>> START Excerpted records

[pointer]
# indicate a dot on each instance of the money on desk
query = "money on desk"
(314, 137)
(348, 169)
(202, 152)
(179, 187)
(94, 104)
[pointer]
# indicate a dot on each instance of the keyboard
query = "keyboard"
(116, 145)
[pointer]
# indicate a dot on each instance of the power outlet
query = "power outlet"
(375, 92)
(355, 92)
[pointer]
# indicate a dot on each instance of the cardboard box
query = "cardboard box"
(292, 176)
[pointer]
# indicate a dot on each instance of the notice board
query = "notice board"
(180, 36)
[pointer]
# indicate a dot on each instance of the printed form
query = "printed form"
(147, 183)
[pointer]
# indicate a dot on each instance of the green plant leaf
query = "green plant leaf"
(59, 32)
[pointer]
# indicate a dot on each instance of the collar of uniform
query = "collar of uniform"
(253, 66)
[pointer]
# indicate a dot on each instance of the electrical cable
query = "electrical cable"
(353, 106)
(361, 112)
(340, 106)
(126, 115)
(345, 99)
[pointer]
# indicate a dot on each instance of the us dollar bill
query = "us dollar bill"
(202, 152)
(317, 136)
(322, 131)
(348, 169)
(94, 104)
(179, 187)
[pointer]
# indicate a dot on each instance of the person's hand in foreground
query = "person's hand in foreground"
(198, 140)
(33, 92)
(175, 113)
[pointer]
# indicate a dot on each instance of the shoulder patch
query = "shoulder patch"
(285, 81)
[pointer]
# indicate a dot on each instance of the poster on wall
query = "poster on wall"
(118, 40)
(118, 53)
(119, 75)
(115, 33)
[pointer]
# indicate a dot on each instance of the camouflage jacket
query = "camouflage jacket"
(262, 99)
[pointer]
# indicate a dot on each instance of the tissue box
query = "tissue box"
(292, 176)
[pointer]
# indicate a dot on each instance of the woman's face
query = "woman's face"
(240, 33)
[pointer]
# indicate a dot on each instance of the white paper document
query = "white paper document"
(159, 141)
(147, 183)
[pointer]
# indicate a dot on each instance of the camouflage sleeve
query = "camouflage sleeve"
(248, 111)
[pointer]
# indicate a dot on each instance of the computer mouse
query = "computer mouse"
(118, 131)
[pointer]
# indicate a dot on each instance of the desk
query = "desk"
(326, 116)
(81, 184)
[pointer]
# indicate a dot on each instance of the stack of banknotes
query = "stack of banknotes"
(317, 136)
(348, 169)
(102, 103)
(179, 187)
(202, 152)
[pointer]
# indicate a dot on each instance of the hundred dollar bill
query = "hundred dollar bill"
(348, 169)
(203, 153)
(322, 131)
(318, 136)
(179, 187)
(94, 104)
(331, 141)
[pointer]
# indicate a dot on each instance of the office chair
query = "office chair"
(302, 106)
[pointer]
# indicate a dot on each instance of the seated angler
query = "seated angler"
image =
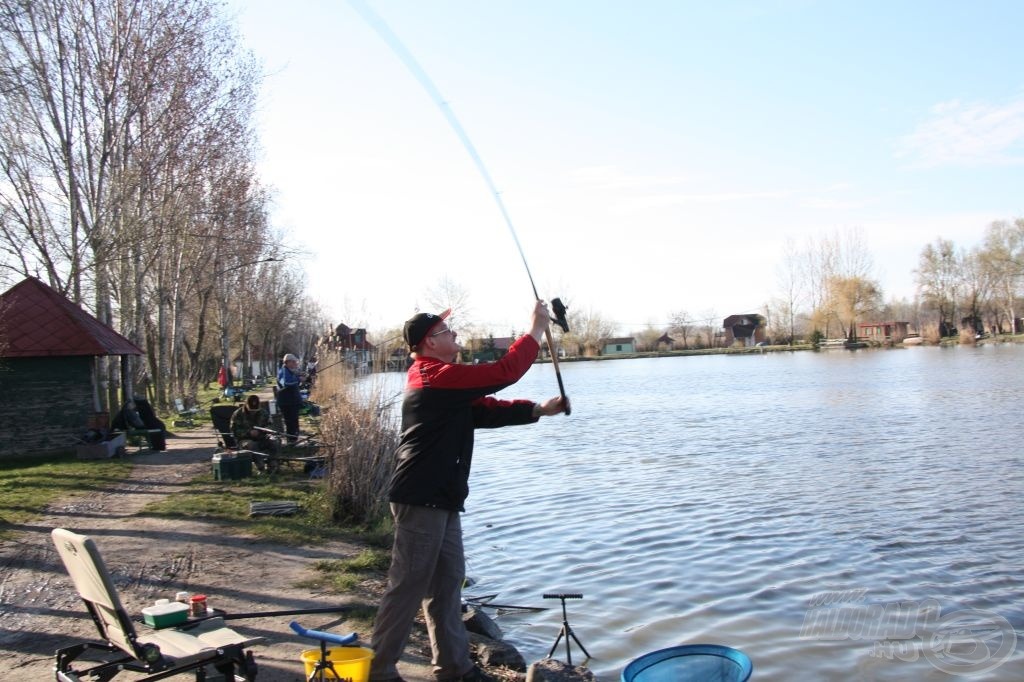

>> END Excerpted records

▶ [What to produce]
Give back every line in the rows above that contains the string "hundred", treating uppercase and lowercase as different.

▶ [The output]
# indicate a dot on each instance of the hundred dollar bill
query = "hundred dollar bill"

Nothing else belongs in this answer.